**SOURCE MATERIAL**:
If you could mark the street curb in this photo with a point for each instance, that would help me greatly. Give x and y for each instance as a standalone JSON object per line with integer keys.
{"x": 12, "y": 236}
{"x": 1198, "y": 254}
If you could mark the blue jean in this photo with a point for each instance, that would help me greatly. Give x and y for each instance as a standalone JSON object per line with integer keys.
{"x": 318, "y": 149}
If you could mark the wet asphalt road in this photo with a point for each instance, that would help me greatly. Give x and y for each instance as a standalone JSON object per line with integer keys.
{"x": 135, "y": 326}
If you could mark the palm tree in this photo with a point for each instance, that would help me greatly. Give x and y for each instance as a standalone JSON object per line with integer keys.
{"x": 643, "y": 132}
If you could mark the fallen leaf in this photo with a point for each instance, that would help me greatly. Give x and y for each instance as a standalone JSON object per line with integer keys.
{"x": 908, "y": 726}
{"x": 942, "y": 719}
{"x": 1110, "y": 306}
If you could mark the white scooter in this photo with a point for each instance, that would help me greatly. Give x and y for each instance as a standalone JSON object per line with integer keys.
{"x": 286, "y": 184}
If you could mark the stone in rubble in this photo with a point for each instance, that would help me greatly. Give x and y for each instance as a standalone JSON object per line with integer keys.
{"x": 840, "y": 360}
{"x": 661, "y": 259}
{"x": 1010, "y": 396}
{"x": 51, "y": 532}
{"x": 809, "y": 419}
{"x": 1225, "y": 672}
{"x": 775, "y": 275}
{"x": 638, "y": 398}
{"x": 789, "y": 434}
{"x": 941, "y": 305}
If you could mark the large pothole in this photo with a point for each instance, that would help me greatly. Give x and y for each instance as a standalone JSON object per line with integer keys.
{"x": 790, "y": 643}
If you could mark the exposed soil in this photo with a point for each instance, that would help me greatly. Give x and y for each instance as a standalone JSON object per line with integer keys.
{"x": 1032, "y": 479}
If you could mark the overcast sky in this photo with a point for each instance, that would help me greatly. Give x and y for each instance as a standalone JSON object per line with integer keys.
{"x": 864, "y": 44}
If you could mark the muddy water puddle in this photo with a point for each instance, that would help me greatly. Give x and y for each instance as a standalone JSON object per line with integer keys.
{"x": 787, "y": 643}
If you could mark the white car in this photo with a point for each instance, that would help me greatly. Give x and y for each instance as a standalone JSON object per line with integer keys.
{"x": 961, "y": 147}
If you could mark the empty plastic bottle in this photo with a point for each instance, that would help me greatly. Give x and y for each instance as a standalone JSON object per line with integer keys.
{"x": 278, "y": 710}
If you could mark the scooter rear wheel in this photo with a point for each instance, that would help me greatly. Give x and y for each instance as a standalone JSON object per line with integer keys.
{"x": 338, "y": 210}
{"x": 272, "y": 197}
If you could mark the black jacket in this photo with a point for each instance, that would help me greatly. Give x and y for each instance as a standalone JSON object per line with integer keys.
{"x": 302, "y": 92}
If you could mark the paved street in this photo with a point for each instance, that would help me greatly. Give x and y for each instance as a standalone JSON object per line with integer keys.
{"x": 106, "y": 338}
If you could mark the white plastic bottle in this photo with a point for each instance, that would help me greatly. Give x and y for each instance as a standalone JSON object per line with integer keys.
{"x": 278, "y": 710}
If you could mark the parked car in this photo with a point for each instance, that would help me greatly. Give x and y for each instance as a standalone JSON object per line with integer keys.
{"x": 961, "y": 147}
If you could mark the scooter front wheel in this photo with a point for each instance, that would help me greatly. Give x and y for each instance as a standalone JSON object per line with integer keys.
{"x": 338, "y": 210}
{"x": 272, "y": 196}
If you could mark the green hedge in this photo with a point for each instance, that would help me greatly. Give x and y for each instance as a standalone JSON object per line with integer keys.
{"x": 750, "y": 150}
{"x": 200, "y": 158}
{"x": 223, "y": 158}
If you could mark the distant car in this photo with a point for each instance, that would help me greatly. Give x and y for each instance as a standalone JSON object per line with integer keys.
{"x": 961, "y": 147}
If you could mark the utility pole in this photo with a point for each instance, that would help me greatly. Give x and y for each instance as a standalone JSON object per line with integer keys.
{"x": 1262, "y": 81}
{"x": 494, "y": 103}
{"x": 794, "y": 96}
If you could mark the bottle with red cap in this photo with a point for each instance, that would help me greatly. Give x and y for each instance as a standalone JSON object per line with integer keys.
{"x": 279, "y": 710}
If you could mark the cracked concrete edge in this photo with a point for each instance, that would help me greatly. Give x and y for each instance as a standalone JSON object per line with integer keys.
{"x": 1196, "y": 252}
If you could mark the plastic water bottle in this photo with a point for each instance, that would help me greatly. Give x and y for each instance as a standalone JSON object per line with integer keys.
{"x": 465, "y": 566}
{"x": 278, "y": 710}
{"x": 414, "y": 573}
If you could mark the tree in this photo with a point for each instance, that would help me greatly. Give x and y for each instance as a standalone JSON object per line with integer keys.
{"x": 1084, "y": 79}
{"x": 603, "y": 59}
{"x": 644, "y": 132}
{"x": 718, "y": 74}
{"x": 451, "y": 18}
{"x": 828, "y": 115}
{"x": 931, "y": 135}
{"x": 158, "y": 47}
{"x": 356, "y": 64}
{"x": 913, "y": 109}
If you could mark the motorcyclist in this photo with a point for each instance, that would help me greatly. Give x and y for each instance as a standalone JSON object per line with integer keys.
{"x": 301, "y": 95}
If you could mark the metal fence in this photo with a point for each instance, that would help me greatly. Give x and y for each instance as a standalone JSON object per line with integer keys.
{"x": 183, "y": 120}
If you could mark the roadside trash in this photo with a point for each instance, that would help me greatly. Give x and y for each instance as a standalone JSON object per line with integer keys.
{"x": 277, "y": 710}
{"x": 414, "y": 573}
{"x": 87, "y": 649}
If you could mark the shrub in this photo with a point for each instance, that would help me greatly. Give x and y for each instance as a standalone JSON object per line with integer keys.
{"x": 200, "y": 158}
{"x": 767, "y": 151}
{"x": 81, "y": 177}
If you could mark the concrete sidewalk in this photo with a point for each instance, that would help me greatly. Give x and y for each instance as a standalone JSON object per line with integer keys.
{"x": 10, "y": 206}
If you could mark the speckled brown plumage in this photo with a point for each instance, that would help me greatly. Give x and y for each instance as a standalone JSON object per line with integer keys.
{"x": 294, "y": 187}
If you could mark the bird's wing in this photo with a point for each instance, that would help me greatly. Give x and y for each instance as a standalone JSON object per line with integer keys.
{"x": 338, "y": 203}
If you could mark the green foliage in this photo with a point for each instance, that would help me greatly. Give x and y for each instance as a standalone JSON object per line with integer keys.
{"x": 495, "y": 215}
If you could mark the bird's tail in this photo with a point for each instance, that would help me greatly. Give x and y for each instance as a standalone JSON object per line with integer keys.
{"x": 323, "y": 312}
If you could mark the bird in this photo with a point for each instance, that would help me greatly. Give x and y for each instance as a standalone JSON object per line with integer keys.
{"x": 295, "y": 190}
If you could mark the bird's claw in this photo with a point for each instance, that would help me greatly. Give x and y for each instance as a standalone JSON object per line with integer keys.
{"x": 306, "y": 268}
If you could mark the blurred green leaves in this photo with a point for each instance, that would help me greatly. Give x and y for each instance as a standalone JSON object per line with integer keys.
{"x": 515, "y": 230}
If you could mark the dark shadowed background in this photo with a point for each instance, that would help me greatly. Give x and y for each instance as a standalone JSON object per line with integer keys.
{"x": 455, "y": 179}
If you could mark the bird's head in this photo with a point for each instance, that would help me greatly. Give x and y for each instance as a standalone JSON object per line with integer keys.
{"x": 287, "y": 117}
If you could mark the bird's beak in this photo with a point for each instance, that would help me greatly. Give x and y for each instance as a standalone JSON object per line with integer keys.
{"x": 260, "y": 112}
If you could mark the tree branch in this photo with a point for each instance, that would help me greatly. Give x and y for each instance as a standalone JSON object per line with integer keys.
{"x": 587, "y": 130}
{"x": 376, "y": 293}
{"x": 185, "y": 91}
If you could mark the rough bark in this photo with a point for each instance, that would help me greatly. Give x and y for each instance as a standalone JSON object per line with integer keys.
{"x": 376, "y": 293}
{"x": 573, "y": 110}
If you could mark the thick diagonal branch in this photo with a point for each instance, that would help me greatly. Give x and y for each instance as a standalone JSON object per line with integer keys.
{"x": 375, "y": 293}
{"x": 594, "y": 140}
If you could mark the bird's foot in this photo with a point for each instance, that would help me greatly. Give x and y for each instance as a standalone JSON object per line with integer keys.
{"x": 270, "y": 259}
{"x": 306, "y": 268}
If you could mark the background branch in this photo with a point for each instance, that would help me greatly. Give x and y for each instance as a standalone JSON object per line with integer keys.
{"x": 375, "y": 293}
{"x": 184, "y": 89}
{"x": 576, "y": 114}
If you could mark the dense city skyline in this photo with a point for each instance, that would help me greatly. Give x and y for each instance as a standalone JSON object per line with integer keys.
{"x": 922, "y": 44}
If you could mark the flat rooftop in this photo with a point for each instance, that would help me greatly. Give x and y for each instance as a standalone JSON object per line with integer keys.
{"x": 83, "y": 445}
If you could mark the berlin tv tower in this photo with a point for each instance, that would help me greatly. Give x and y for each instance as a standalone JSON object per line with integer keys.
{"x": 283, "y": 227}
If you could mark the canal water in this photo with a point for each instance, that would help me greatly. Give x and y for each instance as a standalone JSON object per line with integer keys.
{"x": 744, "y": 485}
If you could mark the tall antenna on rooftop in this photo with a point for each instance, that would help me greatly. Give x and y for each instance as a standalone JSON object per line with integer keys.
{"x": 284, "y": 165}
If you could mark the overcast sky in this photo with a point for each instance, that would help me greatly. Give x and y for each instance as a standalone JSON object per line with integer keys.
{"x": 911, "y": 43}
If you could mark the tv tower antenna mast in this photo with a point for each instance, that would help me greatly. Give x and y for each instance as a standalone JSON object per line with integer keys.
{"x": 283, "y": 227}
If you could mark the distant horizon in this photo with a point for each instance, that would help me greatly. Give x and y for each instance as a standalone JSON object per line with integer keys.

**AIM**: Everything from the line with "If you could mark the berlin" through the last line of the material above should be echoed exactly, and nothing else.

**WRITTEN SOLUTION**:
If you could mark the berlin tv tower in this photo with a point for each instance, that would help me greatly. Give x and y for each instance as a standalone JSON object per line with integer keys.
{"x": 283, "y": 227}
If you could mark the canal water in this photo with a point for each instance, that would help me greatly. Give x and y for each instance as a standalone JSON object per line with integer keys.
{"x": 744, "y": 485}
If you could mark the tall antenna on rooftop in this photo with a point for each instance, that would help me greatly. Give x and y for each instance as a standalone JSON object per line with integer keys.
{"x": 284, "y": 165}
If you could mark the overcast sky in this photo with a point for each instance, that would help me greatly. Give x and y for each instance as a standalone JSON object per line with integer keys.
{"x": 911, "y": 43}
If you could mark the tv tower antenna mast in this photo with a point for each instance, that would help me greatly. Give x and y for each instance as a standalone JSON object per line with integer keys.
{"x": 283, "y": 227}
If you could mark the distant horizon in this photo with a point for each instance, that would help me greatly. Give x and y for each instance as a standalone JSON object per line with integer keys.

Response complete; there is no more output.